**TASK DESCRIPTION:** So that nothing is lost, restate each entry exactly as supplied.

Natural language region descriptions
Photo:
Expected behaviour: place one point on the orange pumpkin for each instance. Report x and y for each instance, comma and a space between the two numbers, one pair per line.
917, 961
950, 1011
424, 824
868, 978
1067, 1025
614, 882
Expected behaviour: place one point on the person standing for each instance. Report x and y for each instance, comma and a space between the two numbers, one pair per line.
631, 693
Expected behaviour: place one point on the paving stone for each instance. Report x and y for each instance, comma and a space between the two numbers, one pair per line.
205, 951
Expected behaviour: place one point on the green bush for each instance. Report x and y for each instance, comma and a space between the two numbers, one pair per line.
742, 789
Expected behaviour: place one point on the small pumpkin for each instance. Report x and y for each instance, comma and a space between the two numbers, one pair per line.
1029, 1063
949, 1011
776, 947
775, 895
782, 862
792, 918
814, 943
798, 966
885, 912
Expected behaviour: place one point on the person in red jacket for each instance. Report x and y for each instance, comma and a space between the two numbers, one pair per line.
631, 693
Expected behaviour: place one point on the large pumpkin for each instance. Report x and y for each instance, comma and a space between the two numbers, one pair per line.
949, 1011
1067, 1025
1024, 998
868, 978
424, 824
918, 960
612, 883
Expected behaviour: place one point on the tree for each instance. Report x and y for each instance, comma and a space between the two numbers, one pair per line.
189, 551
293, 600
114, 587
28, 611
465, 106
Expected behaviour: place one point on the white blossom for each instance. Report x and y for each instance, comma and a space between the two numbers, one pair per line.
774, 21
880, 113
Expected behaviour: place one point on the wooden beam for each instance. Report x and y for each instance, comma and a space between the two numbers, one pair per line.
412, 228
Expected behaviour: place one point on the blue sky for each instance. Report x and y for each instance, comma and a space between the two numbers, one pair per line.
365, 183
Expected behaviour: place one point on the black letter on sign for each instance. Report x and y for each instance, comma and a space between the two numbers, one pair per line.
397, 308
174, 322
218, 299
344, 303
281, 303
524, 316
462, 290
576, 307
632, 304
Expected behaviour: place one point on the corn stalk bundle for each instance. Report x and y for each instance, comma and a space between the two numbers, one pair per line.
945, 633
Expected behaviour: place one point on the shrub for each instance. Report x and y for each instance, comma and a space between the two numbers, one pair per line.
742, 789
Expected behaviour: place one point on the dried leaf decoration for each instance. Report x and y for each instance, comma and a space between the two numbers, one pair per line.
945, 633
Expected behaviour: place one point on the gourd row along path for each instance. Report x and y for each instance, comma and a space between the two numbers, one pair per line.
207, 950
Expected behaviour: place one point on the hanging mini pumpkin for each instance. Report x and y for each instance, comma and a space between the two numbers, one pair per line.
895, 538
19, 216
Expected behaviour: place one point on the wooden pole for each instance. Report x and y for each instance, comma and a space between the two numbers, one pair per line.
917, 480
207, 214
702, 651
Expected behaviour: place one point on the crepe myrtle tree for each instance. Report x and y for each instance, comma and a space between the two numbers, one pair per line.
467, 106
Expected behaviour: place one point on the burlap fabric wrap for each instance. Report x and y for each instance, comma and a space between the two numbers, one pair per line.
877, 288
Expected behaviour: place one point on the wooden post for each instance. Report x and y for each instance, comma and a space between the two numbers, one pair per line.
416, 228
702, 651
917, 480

**ANSWER AREA:**
Photo:
Expected behaviour: place one point on the orange pumpkin for each instance. Report x and y for each instance, comma and a space between the two numbers, one pair per line.
917, 961
950, 1011
424, 824
868, 978
1067, 1025
614, 882
Expected behaviour: place one point on the person standing for each instance. Report x and y for each instance, comma and a space between the two numbers, one pair per line.
631, 693
Expected behaviour: place one point on the paving stone for each instance. Report x and y for each instance, comma and a space between the two numbers, one pair per line.
205, 951
Expected behaviour: place one point on the green bush for each instance. Report x and y for each instance, comma and a space between the two numbers, one pair per line.
742, 789
Expected behaviour: place one point on the small pumpkin for each instance. Report x and y for each instance, comma and a space between the two numbers, one pair per line.
1029, 1063
949, 1011
776, 947
775, 895
782, 862
792, 918
814, 943
798, 966
885, 912
Expected behaviour: place one point on the person in red jacket for each instance. Report x and y for each instance, comma and a space between the two numbers, one pair per line.
631, 693
Expected behaviour: place one point on the large pumpkin for each instance. Report x and y for each instance, comma and a space between the two numbers, one pair per line.
949, 1011
1067, 1025
1024, 998
868, 978
424, 824
918, 960
612, 883
Expected behaviour: place one point on the tree for each instance. Report x and y for each instance, comma and a space between the two numbers, one pair per line.
189, 551
293, 600
114, 587
28, 611
465, 106
Expected behaviour: place one point on the white blossom for each instance. Report x and y for each instance, comma and a space between the two numbers, one pair per line.
774, 21
880, 113
Expected behaviour: place one point on the wooden beam for each instance. Report x and y for each instance, comma and a space between the two numbers, one pair per line.
412, 228
Expected behaviour: place one point on the blue sky for each instance. Report x and y for each instance, comma and a space between the two numbers, one pair per line.
365, 183
Expected behaviour: place one point on the black letter on sign for each instance. Report x and y for each instance, comma and a space between the two numbers, one pair per line.
397, 308
174, 322
218, 299
344, 303
281, 303
524, 316
462, 290
576, 307
632, 304
Expected behaviour: place one point on the corn stalk bundle for each instance. Report x and y for each instance, comma and a space between the two numbers, one pair per line.
945, 633
Expected behaviour: place one point on the shrub for each instance. Report x and y for each instance, comma and a space between the two numbers, one pair per line.
742, 789
Expected behaviour: place one point on the dried leaf decoration for each instance. Report x and y for each instance, comma and a space between the two numbers, one pair per line.
945, 633
Expected behaviour: place one point on the gourd row along path for each instance. Report x and y for each instance, comma and a space between the two numbers, one pair per line.
207, 950
Expected behaviour: place one point on the hanging mini pumpkin for each instance. Report x and y for each instance, comma and a space between the two numbers, one pair per line.
895, 538
19, 216
Expected behaviour: place one point on the wooden pole for each instance. Report x and y for each instance, comma and a space between the two numbers, one pair per line.
917, 480
207, 214
702, 651
Expected behaviour: place one point on the crepe myrtle tree for each instance. Report x and y for each instance, comma and a space between the two numbers, one pair per line.
467, 106
Expected behaviour: place one point on the burlap fabric wrap for each instance. Report x and y for each instance, comma and a space between the two numbers, one pair per line.
877, 288
Expected behaviour: place one point on the wooden post for each instance. Report x and y for each instance, comma and a space between the two numbers, one pair per line.
416, 228
702, 651
917, 480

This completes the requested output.